_Extract to read_:
<<<<
Re: [PATCH net-next 1/3] net: macb: queue tie-off or disable during WOL suspend

From: claudiu beznea
Date: Sat Feb 03 2024 - 10:38:31 EST


Hi, Vineeth,

On 30.01.2024 12:48, Vineeth Karumanchi wrote:
> When GEM is used as a wake device, it is not mandatory for the RX DMA
> to be active. The RX engine in IP only needs to receive and identify
> a wake packet through an interrupt. The wake packet is of no further
> significance; hence, it is not required to be copied into memory.
> By disabling RX DMA during suspend, we can avoid unnecessary DMA
> processing of any incoming traffic.
>
> During suspend, perform either of the below operations:
>
> tie-off/dummy descriptor: Disable unused queues by connecting
> them to a looped descriptor chain without free slots.
>
> queue disable: The newer IP version allows disabling individual queues.

I would add a dash line for each of these 2 items for better understanding.
E.g.:

- tie-off/dummy descriptior: ...
- queue disable: ...

>
> Co-developed-by: Harini Katakam <harini.katakam@xxxxxxx>
> Signed-off-by: Harini Katakam <harini.katakam@xxxxxxx>
> Signed-off-by: Vineeth Karumanchi <vineeth.karumanchi@xxxxxxx>
> ---
> drivers/net/ethernet/cadence/macb.h | 7 +++
> drivers/net/ethernet/cadence/macb_main.c | 58 +++++++++++++++++++++++-
> 2 files changed, 64 insertions(+), 1 deletion(-)
>
> diff --git a/drivers/net/ethernet/cadence/macb.h b/drivers/net/ethernet/cadence/macb.h
> index aa5700ac9c00..f68ff163aa18 100644
> --- a/drivers/net/ethernet/cadence/macb.h
> +++ b/drivers/net/ethernet/cadence/macb.h
> @@ -645,6 +645,9 @@
> #define GEM_T2OFST_OFFSET 0 /* offset value */
> #define GEM_T2OFST_SIZE 7
>
> +/* Bitfields in queue pointer registers */
> +#define GEM_RBQP_DISABLE BIT(0)
>>>>
_Stated goal_: Name every macro that the mailing-list reply above defines with #define.

_Supplied data_:
<<<<
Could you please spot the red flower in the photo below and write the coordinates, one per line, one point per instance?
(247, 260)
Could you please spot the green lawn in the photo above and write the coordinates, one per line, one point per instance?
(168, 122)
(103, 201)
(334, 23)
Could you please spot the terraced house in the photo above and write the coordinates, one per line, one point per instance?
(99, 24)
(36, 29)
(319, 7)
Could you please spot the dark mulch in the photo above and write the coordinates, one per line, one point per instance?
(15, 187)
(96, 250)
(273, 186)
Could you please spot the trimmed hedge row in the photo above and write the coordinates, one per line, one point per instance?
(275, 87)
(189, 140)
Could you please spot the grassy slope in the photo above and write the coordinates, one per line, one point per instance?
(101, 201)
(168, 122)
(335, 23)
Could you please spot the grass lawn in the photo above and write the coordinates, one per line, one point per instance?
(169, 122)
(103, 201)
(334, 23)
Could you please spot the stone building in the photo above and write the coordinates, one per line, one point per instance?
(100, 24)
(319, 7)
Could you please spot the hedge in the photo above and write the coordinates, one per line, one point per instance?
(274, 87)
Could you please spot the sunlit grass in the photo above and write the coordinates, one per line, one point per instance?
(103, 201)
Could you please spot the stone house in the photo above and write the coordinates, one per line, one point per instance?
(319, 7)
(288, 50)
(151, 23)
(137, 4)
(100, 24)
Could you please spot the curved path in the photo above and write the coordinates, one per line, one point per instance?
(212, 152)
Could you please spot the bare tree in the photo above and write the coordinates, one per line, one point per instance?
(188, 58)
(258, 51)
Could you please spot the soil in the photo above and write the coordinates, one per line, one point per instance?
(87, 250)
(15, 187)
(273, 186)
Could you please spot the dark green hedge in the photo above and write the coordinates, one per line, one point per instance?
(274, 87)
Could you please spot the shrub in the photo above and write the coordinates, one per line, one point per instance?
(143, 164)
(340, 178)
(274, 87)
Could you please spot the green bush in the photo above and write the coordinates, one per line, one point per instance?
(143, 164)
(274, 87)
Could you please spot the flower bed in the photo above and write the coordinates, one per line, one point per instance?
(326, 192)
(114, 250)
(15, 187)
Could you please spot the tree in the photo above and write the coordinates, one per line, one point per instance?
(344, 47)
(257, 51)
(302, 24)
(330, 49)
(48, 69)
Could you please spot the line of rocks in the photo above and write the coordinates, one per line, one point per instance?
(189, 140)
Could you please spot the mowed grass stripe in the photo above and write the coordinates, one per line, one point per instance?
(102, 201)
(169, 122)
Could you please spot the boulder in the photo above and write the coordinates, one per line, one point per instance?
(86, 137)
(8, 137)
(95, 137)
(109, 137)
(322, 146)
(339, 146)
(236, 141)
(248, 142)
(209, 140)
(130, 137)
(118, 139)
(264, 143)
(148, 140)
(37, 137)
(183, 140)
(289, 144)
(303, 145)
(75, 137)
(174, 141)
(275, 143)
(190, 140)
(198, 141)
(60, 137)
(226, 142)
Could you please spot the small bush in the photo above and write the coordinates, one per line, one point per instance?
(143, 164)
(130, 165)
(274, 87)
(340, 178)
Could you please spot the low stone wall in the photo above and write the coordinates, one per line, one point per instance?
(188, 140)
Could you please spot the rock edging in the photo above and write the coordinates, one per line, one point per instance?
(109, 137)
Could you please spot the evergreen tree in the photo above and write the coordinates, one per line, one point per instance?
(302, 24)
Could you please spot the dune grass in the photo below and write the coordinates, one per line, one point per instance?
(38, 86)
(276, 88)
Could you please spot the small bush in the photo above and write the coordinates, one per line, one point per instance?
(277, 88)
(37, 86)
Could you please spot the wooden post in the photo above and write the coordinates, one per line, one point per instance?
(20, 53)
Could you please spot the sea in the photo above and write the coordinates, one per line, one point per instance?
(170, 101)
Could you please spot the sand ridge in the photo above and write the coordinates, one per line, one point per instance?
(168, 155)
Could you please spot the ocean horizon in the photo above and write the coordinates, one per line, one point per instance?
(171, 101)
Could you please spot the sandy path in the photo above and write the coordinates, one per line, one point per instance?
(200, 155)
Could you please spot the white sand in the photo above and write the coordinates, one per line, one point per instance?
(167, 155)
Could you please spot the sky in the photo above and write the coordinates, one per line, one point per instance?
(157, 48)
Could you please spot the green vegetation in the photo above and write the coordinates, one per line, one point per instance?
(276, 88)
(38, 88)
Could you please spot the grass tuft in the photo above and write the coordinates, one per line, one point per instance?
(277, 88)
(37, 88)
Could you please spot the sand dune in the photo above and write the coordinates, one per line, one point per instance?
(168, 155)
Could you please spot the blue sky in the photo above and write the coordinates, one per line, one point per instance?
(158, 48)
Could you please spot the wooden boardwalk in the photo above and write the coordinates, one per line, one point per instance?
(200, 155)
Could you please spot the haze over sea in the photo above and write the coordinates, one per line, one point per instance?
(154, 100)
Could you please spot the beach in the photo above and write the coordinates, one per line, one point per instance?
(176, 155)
>>>>
<<<<
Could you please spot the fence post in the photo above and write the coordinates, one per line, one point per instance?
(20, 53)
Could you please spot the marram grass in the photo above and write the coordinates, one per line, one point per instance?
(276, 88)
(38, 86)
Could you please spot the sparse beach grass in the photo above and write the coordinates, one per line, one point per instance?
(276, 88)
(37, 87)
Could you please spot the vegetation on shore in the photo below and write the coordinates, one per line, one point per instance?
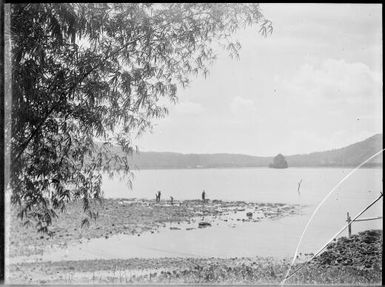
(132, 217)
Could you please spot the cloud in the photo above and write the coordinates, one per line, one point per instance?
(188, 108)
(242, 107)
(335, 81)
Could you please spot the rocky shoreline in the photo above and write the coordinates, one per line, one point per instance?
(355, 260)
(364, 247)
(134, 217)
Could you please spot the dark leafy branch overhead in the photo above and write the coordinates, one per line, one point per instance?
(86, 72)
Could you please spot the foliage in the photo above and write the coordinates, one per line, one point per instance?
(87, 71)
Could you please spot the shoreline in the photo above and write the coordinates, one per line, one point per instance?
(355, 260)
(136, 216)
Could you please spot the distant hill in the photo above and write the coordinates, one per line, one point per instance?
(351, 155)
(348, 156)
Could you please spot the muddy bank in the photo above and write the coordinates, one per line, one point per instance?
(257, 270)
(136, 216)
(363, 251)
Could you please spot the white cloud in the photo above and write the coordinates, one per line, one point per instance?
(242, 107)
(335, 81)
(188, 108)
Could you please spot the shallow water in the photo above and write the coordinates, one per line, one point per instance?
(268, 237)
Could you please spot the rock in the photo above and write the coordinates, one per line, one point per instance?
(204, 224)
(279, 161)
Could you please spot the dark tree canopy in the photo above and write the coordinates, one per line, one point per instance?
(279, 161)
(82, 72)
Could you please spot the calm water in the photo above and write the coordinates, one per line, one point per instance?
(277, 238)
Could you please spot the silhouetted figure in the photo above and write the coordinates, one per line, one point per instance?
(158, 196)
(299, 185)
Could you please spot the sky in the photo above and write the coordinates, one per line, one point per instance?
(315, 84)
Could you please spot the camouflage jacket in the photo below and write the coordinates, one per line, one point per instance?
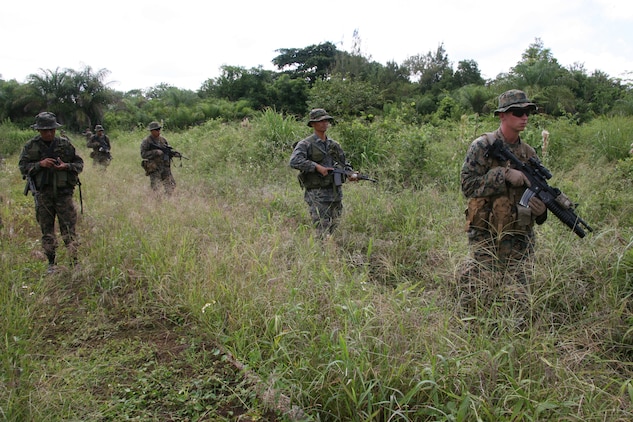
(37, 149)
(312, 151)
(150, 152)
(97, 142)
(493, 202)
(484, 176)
>>>>
_Response to this task_: GEM_T2OFST_OFFSET, GEM_T2OFST_SIZE, GEM_RBQP_DISABLE